▶ YOUR OBJECTIVE
Write every record out again exactly as given.

▶ TASK MATERIAL
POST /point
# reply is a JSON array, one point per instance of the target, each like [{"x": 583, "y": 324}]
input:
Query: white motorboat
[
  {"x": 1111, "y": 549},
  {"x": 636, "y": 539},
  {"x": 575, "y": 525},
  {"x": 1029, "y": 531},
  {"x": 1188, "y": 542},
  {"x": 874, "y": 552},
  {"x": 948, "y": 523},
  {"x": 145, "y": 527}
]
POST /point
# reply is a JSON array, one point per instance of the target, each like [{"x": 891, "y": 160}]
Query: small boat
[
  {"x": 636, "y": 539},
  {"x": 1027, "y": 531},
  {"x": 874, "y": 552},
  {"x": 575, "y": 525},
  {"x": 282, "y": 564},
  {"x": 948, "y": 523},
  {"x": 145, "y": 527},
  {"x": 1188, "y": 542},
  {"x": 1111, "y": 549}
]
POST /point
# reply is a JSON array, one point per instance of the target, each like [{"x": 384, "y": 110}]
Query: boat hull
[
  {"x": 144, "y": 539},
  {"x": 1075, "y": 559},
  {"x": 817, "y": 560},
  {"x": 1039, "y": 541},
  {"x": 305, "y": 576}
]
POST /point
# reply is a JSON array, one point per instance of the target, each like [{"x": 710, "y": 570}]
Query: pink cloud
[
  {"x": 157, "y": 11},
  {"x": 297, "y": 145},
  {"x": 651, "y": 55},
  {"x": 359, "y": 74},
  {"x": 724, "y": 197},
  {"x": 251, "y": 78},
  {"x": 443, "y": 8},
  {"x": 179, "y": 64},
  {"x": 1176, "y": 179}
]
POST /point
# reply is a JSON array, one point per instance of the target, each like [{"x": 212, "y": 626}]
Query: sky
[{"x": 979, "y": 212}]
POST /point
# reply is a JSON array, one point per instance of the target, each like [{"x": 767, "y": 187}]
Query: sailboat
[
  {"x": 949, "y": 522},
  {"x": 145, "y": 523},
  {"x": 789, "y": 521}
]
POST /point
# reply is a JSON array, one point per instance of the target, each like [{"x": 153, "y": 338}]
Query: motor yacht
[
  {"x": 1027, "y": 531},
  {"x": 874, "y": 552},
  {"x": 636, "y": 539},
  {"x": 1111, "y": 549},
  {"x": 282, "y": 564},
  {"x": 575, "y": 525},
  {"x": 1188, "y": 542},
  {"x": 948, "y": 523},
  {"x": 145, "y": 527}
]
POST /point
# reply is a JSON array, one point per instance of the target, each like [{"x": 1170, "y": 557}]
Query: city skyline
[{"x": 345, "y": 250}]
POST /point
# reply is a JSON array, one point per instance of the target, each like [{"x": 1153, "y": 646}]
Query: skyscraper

▶ EXERCISE ANSWER
POST /point
# reply is a JSON array, one point per instance of the target, each like [{"x": 583, "y": 324}]
input:
Query: white motorboat
[
  {"x": 1111, "y": 549},
  {"x": 636, "y": 539},
  {"x": 575, "y": 525},
  {"x": 1029, "y": 531},
  {"x": 1188, "y": 542},
  {"x": 874, "y": 552},
  {"x": 948, "y": 523},
  {"x": 145, "y": 527}
]
POST /point
# reply is a JSON array, one point per instance of the target, each like [{"x": 891, "y": 160}]
Query: small boat
[
  {"x": 636, "y": 539},
  {"x": 1027, "y": 531},
  {"x": 874, "y": 552},
  {"x": 575, "y": 525},
  {"x": 282, "y": 564},
  {"x": 948, "y": 523},
  {"x": 145, "y": 527},
  {"x": 1188, "y": 542},
  {"x": 1111, "y": 549}
]
POST /point
# reply is a JSON array, one point per instance of the target, each like [{"x": 384, "y": 110}]
Query: boat hull
[
  {"x": 144, "y": 539},
  {"x": 1075, "y": 559},
  {"x": 817, "y": 560},
  {"x": 1039, "y": 541},
  {"x": 305, "y": 576}
]
POST /point
# reply is a JSON array, one point per instance of the target, each like [{"x": 710, "y": 570}]
Query: pink cloud
[
  {"x": 157, "y": 11},
  {"x": 297, "y": 145},
  {"x": 651, "y": 55},
  {"x": 359, "y": 74},
  {"x": 724, "y": 197},
  {"x": 251, "y": 78},
  {"x": 443, "y": 8},
  {"x": 179, "y": 64},
  {"x": 1176, "y": 179}
]
POST /point
# reply is a JSON array, one point per instance of the target, each like [{"x": 212, "y": 626}]
Query: sky
[{"x": 979, "y": 212}]
POST /point
# reply is a JSON array, one point per instance of the target, each like [{"x": 767, "y": 187}]
Query: sailboat
[
  {"x": 949, "y": 522},
  {"x": 145, "y": 523},
  {"x": 789, "y": 521}
]
POST /point
# reply is a JSON array, one point per instance of the target, each like [{"x": 153, "y": 338}]
Query: motor yacht
[
  {"x": 1027, "y": 531},
  {"x": 874, "y": 552},
  {"x": 636, "y": 539},
  {"x": 1111, "y": 549},
  {"x": 282, "y": 564},
  {"x": 575, "y": 525},
  {"x": 1188, "y": 542},
  {"x": 948, "y": 523},
  {"x": 145, "y": 527}
]
POST /point
# reply is a JSON array, one point per instance of the target, each like [{"x": 1170, "y": 557}]
Query: city skyline
[{"x": 345, "y": 250}]
POST /point
# reply is a JSON array, one point per instance of the target, each like [{"x": 1153, "y": 646}]
Query: skyscraper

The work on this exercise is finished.